#### [Selected passage]
This was sent to me by one of our Goanetters:
http://www.ipetitions.com/petition/relocatedubai
My question is, Why don't the Indian free lance journalist or Indian media do 
some investigation about their citizens in Dubai?
There was an investigative journalism made about this subject 'foreign labour 
in Dubai' by an Indian Journalist in UK and shown on UK TV.
I don't understand why the Indians could not capitalise on this subject, and 
bring to light the atrocities dished out to the Indians in Dubai?
ED.
------- 
The gist of the content:
"The nature of my job not only entailed the inspection of construction sites 
but also necessitated late night meetings with local investors, high-ranking 
Government officials, overseas clientele and arranging sex-workers to entertain 
them, in order to secure the necessary funding for the company’s numerous 
construction projects. This is where I was subject to the reality of Dubai’s 
human-trafficking and prostitution racket. This inexcusable trade in human 
flesh is a high-profile activity in a region which hosts Islam's two holiest
places –Mecca and Medina. We Indians readily accept the fact that India is not 
free from the clutches of human trafficking, the sex trade and child slavery, 
and that the Indian Government, despite undertaking several measures to root 
out this social menace readily acknowledges the problem our country faces. The 
Dubai Authorities on the other hand, have turned a blind eye to prostitution 
and illegal trafficking based solely on greed, hypocrisy and corruption, to the 
extent that when the Dubai Police's Criminal Investigation Department (CID) 
makes arrests, (at times) it is because they want to gang rape a particular 
woman.  This is in a land where the legal system implemented by the Dubai 
Federal Judiciary is based on a very strict code of conduct known as Sharia law 
that imposes the death penalty for adultery and prostitution. This kind of 
hypocrisy and exploitation goes against all the tenets and teachings of our 
Zoroastrian religion and made me
 seriously reconsider my position.

Records taken from a dataset:
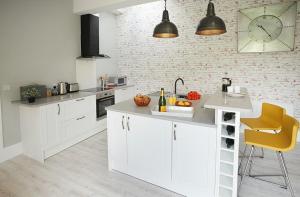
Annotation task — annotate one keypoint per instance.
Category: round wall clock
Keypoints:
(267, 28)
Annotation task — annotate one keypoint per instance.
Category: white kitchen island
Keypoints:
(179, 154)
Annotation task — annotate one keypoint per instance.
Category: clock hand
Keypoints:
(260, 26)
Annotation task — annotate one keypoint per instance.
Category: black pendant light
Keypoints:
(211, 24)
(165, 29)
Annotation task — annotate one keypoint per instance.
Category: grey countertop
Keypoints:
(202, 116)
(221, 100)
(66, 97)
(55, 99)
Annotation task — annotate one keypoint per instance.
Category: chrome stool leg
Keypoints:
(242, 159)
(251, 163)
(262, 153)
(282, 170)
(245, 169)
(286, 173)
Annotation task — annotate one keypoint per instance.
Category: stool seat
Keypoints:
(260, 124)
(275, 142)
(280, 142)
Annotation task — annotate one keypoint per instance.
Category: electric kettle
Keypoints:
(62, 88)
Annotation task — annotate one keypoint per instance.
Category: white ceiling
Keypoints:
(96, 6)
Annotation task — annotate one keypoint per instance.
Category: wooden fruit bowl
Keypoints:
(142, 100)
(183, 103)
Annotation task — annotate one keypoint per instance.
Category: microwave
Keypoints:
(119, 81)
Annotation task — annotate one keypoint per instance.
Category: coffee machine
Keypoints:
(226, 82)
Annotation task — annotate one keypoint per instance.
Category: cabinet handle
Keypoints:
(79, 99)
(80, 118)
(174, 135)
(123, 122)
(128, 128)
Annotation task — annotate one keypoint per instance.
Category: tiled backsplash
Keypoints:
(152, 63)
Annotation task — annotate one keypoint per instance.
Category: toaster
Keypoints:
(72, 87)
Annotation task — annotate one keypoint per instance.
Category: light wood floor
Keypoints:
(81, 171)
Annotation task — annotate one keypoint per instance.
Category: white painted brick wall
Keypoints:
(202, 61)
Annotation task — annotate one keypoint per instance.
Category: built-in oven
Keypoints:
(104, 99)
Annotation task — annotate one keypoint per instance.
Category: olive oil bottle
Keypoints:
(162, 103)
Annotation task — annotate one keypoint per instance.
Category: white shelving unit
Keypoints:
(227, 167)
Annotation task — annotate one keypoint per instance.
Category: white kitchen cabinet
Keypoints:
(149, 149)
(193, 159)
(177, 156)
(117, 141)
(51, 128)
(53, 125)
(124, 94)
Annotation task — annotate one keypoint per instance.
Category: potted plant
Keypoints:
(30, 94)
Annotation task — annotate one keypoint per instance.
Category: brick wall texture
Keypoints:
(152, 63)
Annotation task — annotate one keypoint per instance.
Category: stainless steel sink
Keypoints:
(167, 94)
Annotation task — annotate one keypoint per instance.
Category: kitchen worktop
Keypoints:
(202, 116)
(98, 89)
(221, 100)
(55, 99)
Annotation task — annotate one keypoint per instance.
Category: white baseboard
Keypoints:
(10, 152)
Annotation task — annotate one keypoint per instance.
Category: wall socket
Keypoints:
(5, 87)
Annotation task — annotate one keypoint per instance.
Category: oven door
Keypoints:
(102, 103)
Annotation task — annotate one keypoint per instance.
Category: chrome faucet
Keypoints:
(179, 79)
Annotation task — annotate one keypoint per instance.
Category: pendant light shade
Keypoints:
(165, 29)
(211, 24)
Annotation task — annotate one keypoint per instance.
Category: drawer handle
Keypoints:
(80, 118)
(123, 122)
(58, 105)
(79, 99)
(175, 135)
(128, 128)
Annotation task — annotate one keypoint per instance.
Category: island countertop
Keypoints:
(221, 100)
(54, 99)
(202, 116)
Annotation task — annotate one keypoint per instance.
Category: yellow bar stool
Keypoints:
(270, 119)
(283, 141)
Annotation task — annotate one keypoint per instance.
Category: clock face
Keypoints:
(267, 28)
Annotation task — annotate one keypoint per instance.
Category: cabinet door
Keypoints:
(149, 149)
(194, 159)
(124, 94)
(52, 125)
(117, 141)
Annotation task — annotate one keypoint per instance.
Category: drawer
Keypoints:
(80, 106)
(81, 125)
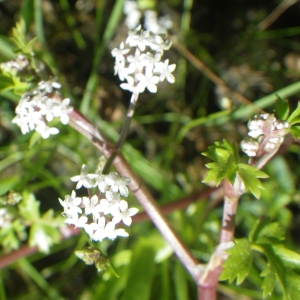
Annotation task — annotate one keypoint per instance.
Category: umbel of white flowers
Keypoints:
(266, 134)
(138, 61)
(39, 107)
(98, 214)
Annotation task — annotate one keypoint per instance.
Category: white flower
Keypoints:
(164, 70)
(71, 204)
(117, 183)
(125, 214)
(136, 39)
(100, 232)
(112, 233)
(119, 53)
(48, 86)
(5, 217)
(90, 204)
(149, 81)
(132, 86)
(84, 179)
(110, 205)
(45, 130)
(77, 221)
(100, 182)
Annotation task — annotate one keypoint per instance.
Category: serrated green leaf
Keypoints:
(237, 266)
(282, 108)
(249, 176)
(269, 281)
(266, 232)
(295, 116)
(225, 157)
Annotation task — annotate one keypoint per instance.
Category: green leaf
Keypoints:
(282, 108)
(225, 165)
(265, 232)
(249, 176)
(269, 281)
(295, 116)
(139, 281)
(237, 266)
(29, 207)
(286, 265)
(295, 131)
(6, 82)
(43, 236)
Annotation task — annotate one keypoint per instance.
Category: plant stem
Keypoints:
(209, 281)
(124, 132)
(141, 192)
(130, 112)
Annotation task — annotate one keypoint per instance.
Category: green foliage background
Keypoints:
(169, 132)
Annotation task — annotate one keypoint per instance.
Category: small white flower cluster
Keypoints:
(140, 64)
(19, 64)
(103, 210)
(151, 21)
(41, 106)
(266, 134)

#### [Activity list]
1. Transcribe the Dubai post from "makes arrests, (at" down to "reconsider my position.".
2. List the parties that the Dubai post names as those the job required late-night meetings with.
The records are not needed for this work.

#### [Answer section]
1.
makes arrests, (at times) it is because they want to gang rape a particular 
woman.  This is in a land where the legal system implemented by the Dubai 
Federal Judiciary is based on a very strict code of conduct known as Sharia law 
that imposes the death penalty for adultery and prostitution. This kind of 
hypocrisy and exploitation goes against all the tenets and teachings of our 
Zoroastrian religion and made me
 seriously reconsider my position.

2.
local investors
high-ranking Government officials
overseas clientele